[Start of TEXT TO READ]
· Bryan Collins · Sector Guides · 8 min read
Consultancy Tenders Ireland — How to Find and Win Public Sector Advisory Contracts
Management consultancy, strategy, HR, and specialist advisory services are among the most frequently procured professional services by Irish public bodies. Here is how to find, qualify for, and win consultancy contracts in the Irish public sector.
Consultancy services are a core category of Irish public procurement. Every government department, state agency, local authority, and semi-state body procures some form of external advice — management consultancy, strategy, HR, economic analysis, change management, feasibility studies, policy reviews. For consulting firms, public sector work offers creditworthy clients, recurring opportunities, and a route into strategic relationships that can scale over time.
This guide covers the Irish public consultancy market, where to find contracts, how to qualify, and what wins competitive consultancy tenders.
The Scale of the Market
The Irish public sector spends hundreds of millions annually on external consultancy. Spending has been controversial at times, and successive governments have introduced reporting and approval controls. But the underlying demand remains significant — driven by capacity gaps, regulatory and technical complexity, and the need for independent assurance on major initiatives.
[End of TEXT TO READ]
*WRITTEN TASKS*.
1) In the consultancy tenders guide, what does public sector work offer consulting firms?
2) Reproduce the consultancy tenders guide word for word, from "Consultancy services are" to "competitive consultancy tenders.".
[Start of RECORDED INFORMATION]
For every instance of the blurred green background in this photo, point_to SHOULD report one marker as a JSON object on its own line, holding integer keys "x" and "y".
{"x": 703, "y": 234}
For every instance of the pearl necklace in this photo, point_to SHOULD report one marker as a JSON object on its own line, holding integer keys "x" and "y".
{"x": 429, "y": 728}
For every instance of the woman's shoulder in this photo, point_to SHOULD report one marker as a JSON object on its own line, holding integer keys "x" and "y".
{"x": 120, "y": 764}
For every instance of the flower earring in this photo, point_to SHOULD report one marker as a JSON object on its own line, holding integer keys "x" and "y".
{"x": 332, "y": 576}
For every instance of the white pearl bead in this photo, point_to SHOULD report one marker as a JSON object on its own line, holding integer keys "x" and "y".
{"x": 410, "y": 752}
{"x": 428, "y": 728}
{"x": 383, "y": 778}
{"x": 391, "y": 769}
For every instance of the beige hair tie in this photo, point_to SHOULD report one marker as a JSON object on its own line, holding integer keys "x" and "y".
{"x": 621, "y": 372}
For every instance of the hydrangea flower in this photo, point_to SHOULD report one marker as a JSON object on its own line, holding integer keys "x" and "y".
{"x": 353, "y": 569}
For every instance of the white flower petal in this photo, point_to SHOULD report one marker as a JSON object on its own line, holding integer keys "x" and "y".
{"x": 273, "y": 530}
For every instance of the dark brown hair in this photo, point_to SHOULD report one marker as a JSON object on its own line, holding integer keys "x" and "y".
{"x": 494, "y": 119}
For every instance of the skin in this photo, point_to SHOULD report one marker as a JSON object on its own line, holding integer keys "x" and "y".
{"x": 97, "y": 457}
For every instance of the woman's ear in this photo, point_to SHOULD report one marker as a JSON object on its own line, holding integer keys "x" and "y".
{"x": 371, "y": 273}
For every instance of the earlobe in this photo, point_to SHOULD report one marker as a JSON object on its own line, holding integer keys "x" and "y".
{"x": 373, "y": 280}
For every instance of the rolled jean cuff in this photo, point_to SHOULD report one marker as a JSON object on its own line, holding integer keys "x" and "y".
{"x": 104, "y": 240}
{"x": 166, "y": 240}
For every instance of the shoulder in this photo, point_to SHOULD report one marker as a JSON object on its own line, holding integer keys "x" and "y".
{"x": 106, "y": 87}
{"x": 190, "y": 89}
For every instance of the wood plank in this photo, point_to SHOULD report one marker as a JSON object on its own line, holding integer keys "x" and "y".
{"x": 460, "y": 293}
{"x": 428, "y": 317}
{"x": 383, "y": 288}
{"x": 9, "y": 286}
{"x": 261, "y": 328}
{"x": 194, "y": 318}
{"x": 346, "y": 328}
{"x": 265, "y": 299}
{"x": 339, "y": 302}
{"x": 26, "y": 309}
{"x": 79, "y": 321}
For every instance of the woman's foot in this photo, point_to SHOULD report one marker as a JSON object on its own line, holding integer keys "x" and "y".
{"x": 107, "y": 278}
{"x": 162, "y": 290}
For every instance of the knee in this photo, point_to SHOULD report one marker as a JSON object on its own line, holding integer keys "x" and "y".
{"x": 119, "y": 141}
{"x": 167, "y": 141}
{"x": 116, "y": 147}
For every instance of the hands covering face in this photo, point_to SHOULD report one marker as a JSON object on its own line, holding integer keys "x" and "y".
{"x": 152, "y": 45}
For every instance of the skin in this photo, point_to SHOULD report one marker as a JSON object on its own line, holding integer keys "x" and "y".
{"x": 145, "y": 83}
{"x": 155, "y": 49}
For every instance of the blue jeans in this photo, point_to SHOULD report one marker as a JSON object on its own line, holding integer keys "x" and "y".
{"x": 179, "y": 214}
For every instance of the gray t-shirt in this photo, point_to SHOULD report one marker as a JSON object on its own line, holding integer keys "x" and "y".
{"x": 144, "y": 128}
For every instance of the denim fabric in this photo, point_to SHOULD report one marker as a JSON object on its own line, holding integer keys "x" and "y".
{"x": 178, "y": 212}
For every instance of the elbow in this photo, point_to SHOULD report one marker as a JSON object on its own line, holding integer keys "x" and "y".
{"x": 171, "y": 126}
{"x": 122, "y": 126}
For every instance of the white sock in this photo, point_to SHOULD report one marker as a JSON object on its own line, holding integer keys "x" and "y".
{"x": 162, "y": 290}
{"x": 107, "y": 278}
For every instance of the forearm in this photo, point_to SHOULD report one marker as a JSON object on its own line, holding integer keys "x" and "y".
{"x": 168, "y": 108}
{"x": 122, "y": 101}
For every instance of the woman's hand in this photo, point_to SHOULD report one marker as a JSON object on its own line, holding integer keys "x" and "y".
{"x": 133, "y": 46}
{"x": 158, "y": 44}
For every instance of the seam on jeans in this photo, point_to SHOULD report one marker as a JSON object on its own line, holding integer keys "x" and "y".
[End of RECORDED INFORMATION]
*TASK RESULTS*.
1) Creditworthy clients, recurring opportunities, and a route into strategic relationships that can scale over time.

2)
Consultancy services are a core category of Irish public procurement. Every government department, state agency, local authority, and semi-state body procures some form of external advice — management consultancy, strategy, HR, economic analysis, change management, feasibility studies, policy reviews. For consulting firms, public sector work offers creditworthy clients, recurring opportunities, and a route into strategic relationships that can scale over time.
This guide covers the Irish public consultancy market, where to find contracts, how to qualify, and what wins competitive consultancy tenders.